[Records from a data collection]
◆ ◆ ◆ ◆ ◆
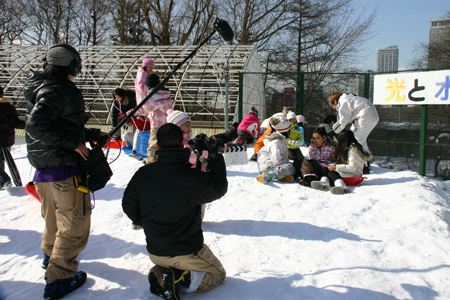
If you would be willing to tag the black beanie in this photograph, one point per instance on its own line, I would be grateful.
(151, 81)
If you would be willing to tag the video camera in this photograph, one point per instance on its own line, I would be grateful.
(202, 142)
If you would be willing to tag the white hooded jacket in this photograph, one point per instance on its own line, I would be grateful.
(356, 110)
(274, 152)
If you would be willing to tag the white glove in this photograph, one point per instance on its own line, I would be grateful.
(294, 143)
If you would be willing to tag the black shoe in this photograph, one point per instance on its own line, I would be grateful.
(61, 287)
(366, 170)
(45, 261)
(173, 279)
(306, 181)
(155, 287)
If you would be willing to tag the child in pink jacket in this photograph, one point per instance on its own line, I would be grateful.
(139, 85)
(248, 128)
(156, 109)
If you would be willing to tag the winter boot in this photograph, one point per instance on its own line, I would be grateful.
(61, 287)
(288, 178)
(323, 184)
(45, 261)
(340, 188)
(266, 177)
(135, 155)
(306, 181)
(155, 286)
(172, 281)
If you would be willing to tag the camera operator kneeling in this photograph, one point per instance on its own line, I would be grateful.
(165, 199)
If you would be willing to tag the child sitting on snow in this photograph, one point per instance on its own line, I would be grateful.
(322, 152)
(351, 158)
(295, 139)
(273, 161)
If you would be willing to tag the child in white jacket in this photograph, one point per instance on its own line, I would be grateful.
(273, 161)
(350, 161)
(356, 110)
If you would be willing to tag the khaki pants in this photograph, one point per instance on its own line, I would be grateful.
(203, 261)
(152, 147)
(66, 230)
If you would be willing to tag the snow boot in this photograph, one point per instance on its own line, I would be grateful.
(340, 188)
(155, 287)
(288, 178)
(266, 177)
(135, 155)
(323, 184)
(61, 287)
(172, 280)
(306, 181)
(45, 261)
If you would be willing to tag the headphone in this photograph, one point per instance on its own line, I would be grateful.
(75, 64)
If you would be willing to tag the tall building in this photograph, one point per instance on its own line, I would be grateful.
(439, 30)
(387, 59)
(439, 44)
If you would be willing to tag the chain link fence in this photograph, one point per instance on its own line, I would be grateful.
(395, 141)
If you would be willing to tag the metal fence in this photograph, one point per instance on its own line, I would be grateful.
(407, 137)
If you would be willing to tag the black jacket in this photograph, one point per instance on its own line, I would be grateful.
(117, 107)
(8, 121)
(165, 197)
(55, 121)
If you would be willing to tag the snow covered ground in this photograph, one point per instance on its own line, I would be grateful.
(388, 239)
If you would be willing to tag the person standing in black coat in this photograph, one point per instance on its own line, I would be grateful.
(8, 121)
(165, 198)
(56, 142)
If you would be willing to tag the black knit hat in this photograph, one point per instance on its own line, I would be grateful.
(119, 92)
(253, 111)
(151, 81)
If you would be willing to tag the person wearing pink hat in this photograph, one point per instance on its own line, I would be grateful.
(273, 161)
(139, 85)
(300, 127)
(295, 139)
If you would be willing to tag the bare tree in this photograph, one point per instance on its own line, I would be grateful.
(170, 22)
(49, 21)
(257, 21)
(326, 38)
(91, 23)
(128, 22)
(11, 23)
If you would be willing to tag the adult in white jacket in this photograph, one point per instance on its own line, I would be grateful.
(356, 110)
(273, 161)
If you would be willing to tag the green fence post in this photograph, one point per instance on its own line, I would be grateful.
(301, 92)
(423, 140)
(241, 97)
(367, 86)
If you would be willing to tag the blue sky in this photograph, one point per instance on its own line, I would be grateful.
(404, 23)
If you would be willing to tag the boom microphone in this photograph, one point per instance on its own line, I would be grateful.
(224, 29)
(220, 26)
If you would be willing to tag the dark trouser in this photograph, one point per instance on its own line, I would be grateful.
(295, 154)
(308, 167)
(333, 175)
(242, 137)
(3, 176)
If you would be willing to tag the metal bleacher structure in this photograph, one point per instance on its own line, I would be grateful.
(197, 88)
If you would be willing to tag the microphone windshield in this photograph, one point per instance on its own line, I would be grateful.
(224, 29)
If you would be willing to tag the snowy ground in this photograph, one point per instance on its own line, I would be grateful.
(388, 239)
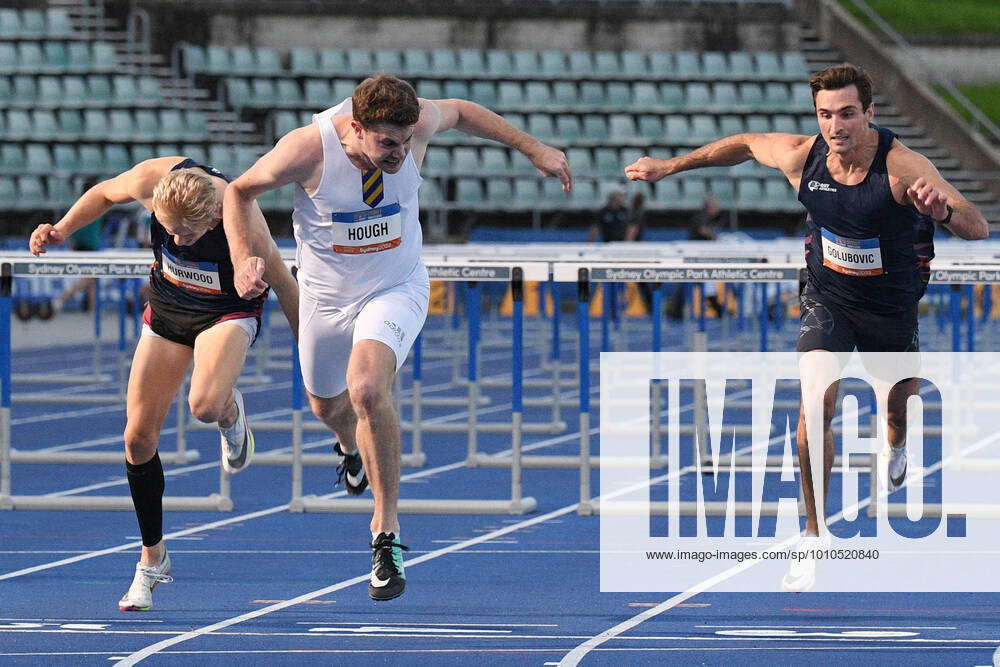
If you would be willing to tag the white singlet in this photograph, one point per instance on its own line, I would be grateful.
(360, 273)
(346, 249)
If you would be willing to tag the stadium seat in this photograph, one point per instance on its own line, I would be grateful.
(120, 125)
(50, 92)
(606, 162)
(242, 61)
(65, 158)
(471, 62)
(552, 63)
(495, 160)
(388, 60)
(465, 160)
(444, 62)
(500, 193)
(540, 125)
(59, 24)
(580, 160)
(32, 23)
(606, 64)
(29, 57)
(525, 62)
(469, 191)
(304, 62)
(592, 94)
(142, 152)
(714, 65)
(103, 57)
(78, 55)
(676, 129)
(453, 89)
(634, 64)
(263, 93)
(688, 65)
(581, 63)
(483, 92)
(510, 95)
(116, 158)
(70, 125)
(332, 62)
(498, 62)
(568, 128)
(266, 61)
(741, 65)
(595, 127)
(724, 97)
(758, 124)
(621, 127)
(537, 94)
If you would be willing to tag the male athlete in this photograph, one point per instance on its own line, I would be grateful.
(194, 315)
(363, 286)
(872, 204)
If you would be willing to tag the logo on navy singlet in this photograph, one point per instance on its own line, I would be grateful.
(395, 328)
(822, 187)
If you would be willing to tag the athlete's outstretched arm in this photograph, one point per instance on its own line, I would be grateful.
(136, 184)
(780, 151)
(292, 160)
(931, 194)
(471, 118)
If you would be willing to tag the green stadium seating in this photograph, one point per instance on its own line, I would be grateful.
(499, 63)
(483, 92)
(65, 158)
(142, 152)
(444, 62)
(266, 61)
(568, 128)
(472, 62)
(332, 62)
(469, 191)
(495, 160)
(59, 23)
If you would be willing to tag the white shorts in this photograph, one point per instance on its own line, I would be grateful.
(328, 333)
(247, 324)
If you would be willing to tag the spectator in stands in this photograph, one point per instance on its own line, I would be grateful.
(87, 238)
(862, 189)
(703, 227)
(613, 220)
(364, 286)
(194, 315)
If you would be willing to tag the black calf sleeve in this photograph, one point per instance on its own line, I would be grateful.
(145, 481)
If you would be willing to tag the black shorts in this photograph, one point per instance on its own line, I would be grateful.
(182, 325)
(826, 326)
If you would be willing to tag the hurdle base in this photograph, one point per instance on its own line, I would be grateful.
(417, 506)
(268, 459)
(19, 456)
(212, 503)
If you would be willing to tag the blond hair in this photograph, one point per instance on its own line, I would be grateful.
(188, 194)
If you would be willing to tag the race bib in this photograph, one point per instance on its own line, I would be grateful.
(361, 232)
(195, 276)
(853, 257)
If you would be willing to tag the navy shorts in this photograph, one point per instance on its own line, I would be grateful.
(827, 326)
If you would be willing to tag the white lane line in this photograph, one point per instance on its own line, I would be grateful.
(577, 654)
(159, 646)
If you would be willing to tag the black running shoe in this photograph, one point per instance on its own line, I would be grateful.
(388, 578)
(351, 472)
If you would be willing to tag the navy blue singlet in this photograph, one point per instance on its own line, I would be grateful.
(197, 277)
(864, 250)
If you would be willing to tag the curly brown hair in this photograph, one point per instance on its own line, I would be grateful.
(387, 99)
(842, 76)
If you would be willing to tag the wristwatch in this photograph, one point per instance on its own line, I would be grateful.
(947, 218)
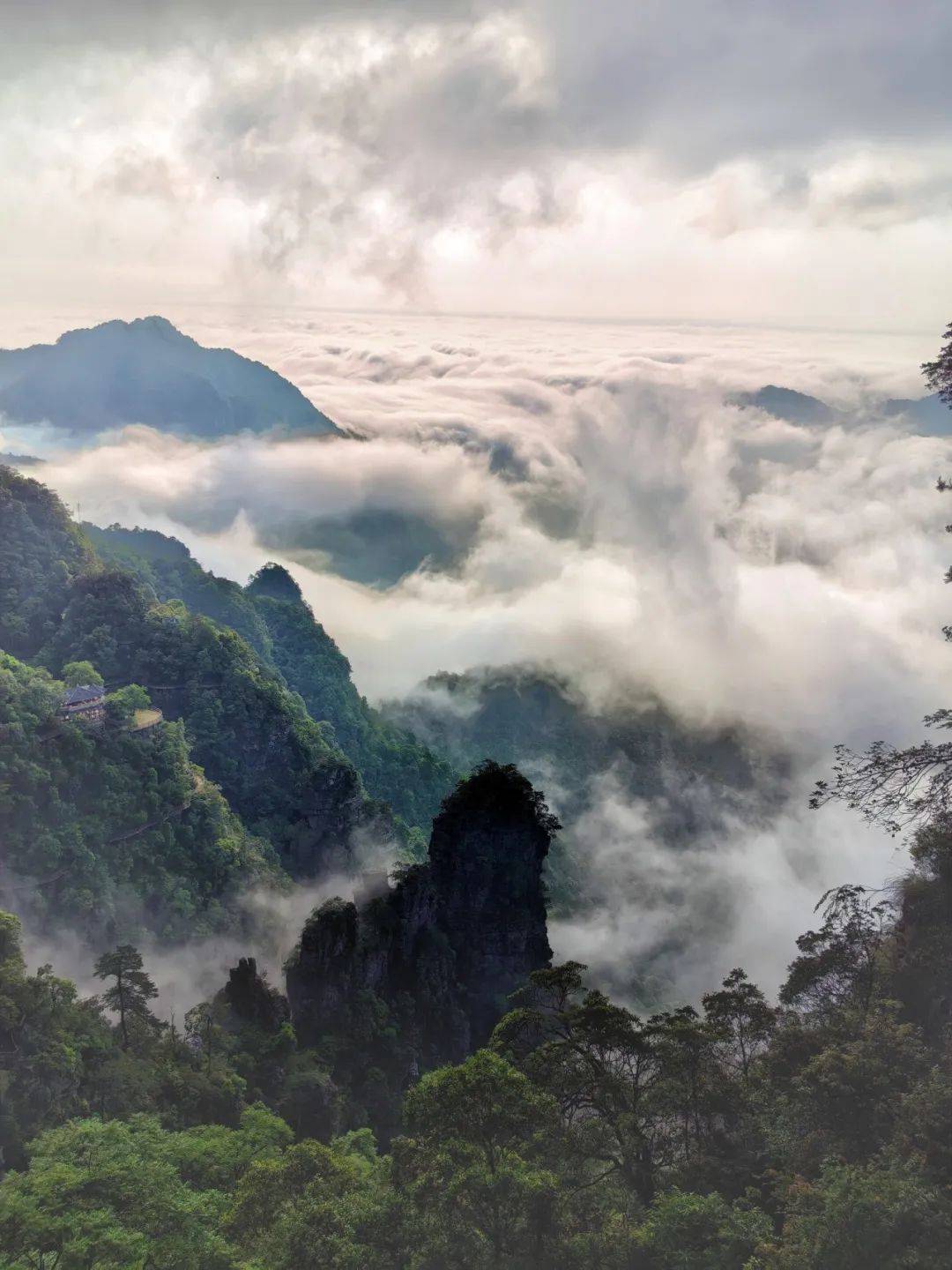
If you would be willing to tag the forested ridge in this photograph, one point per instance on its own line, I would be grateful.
(424, 1088)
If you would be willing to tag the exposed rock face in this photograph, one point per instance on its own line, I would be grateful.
(251, 1000)
(444, 946)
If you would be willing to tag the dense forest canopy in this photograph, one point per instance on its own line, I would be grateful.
(430, 1091)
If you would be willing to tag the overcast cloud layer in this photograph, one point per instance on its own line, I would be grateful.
(710, 159)
(614, 516)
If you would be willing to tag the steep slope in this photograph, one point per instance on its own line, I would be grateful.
(392, 764)
(250, 735)
(146, 371)
(167, 568)
(113, 831)
(276, 765)
(41, 551)
(273, 616)
(536, 719)
(435, 958)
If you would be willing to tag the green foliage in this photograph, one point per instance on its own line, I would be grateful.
(701, 1232)
(41, 553)
(394, 765)
(123, 704)
(130, 995)
(80, 673)
(271, 616)
(113, 830)
(881, 1214)
(167, 569)
(49, 1044)
(129, 1194)
(249, 733)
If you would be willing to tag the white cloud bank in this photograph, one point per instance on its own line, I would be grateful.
(616, 519)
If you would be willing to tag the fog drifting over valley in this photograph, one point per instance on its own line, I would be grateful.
(585, 498)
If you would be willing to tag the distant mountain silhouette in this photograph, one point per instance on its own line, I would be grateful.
(931, 415)
(787, 404)
(928, 417)
(146, 371)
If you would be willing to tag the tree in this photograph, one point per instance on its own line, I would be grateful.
(883, 1215)
(938, 374)
(123, 704)
(132, 990)
(741, 1019)
(80, 673)
(838, 964)
(902, 788)
(478, 1165)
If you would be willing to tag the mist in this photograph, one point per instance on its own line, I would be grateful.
(589, 499)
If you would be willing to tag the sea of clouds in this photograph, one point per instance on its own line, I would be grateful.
(605, 511)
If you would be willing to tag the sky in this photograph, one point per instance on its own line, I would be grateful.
(531, 251)
(614, 517)
(734, 161)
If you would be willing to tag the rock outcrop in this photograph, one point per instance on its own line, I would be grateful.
(442, 947)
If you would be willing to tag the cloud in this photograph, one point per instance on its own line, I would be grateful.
(501, 156)
(643, 537)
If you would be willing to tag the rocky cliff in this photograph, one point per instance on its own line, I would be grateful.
(442, 947)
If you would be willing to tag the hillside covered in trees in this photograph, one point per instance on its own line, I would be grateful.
(420, 1086)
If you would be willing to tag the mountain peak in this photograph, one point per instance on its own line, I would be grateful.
(147, 371)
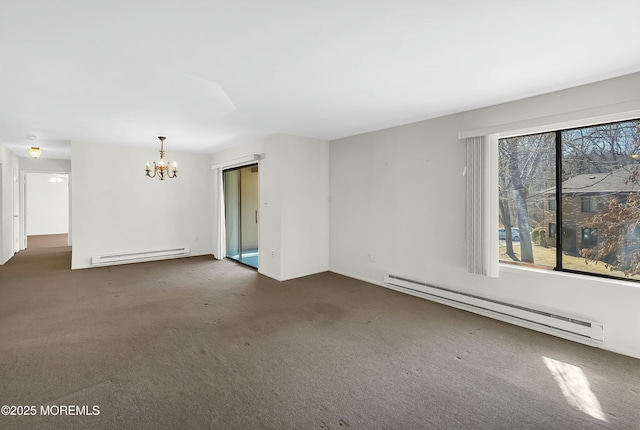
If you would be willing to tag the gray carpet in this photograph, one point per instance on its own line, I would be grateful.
(202, 344)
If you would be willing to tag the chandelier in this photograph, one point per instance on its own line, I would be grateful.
(162, 168)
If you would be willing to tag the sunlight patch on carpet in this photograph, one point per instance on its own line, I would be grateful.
(575, 387)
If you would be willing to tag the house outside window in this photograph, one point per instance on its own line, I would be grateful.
(589, 237)
(589, 204)
(600, 199)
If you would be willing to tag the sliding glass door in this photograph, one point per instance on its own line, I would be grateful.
(241, 214)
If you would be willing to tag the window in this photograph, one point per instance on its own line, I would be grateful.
(590, 229)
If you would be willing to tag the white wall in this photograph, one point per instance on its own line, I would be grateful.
(294, 194)
(116, 208)
(9, 162)
(47, 204)
(398, 196)
(29, 164)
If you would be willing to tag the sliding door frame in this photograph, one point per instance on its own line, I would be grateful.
(239, 168)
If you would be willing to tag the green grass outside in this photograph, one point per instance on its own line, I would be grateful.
(546, 256)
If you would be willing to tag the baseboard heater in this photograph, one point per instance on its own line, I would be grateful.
(547, 322)
(136, 257)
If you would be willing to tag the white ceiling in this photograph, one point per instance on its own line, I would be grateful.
(212, 73)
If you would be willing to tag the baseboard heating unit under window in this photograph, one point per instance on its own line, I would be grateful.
(560, 325)
(137, 257)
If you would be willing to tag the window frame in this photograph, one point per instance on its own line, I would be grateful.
(557, 131)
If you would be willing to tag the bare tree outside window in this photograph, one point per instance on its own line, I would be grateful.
(600, 199)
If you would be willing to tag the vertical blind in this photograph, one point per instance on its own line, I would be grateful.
(482, 205)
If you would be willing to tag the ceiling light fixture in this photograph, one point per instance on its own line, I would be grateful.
(162, 168)
(35, 152)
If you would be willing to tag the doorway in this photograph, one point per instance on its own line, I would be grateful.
(241, 214)
(46, 210)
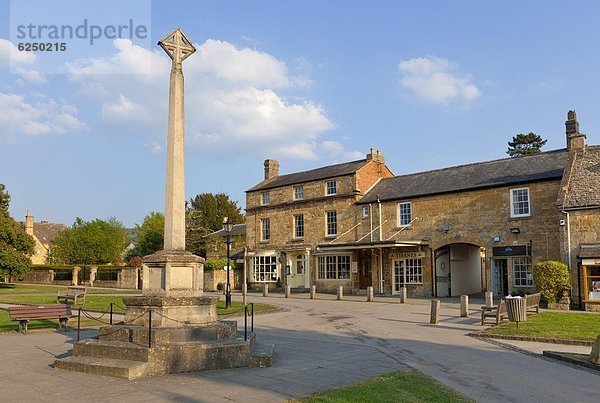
◆ ◆ ◆ ◆ ◆
- [Exercise]: Copy out the lines of the listing above verbatim, beginning with the line that contains "If you would be willing to tag the sliding door" and continuing through the end of the listing. Omit the pictures from your answer.

- [Solved problem]:
If you would be willing to tag the sliding door frame in this photograph, one point per instance on its own line, I would be grateful.
(239, 168)
If you would be willing to tag the green grass outside in this photograph, one point per instance on its own line, I would be grateful.
(546, 256)
If you would be willing to tag the baseboard heater in this photograph, one point per instance on its own line, I would be grateful.
(547, 322)
(136, 257)
If you would be willing to tag the white ceiling in this photograph, one point per instance on its own line, I would be grateful.
(212, 73)
If you would be willing to tag the baseboard heating unit under window in this photograph, one point per instance on its own line, I would be grateful.
(560, 325)
(137, 257)
If you would be willing to tag the window frame in this photograph, one point per instance on its own line, I would be grateful.
(557, 131)
If you would be willing to tag the bare tree outside window in this photograph, one point per instance on its own line, I would be grateful.
(600, 199)
If you would be willing to tag the vertical blind in this photograph, one point per instance on its own line, I would be grateful.
(482, 205)
If you would be willing to tag the ceiling light fixture in this photograph, one point per instance on its own line, I would be grateful.
(162, 168)
(35, 152)
If you would be willing to tag the doorway in this photograph, one point per instance on its own line, I would be grateful.
(241, 214)
(46, 210)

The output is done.